**To do:**
Render the lines of the rows below, from the line containing "# point at: woman's face" through the last line of the rows, as a JSON list of strings with one string per line and blank lines omitted.

**Stored rows from a collection:**
(begin)

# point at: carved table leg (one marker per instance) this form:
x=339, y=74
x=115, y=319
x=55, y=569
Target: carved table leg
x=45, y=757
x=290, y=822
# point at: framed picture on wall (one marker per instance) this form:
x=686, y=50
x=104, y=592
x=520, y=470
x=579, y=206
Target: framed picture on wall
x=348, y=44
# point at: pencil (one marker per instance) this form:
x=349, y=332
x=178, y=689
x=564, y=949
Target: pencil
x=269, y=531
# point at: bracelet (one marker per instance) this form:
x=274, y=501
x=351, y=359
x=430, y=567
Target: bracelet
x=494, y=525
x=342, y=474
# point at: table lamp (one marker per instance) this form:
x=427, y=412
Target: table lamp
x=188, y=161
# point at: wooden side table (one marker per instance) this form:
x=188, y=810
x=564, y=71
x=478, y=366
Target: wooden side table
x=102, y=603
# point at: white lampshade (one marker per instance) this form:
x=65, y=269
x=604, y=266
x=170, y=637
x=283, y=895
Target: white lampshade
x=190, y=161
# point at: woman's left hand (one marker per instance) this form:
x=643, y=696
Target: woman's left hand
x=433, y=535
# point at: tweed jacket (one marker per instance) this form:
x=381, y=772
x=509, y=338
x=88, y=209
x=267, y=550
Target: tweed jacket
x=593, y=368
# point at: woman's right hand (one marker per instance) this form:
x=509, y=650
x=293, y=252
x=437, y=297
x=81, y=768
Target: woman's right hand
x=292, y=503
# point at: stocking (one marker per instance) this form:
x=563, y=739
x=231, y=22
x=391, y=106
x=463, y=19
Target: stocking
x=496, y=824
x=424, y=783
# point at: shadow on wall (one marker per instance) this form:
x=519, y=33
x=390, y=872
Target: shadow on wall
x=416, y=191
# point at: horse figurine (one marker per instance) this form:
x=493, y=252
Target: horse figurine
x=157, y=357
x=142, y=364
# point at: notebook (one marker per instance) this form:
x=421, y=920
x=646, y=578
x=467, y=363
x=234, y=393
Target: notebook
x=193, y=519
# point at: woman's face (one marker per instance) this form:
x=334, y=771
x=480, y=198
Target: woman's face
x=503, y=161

(end)

**Output of the task:**
[
  "# point at: woman's face (one marker per instance) this form:",
  "x=334, y=771",
  "x=480, y=198",
  "Target: woman's face",
  "x=503, y=161"
]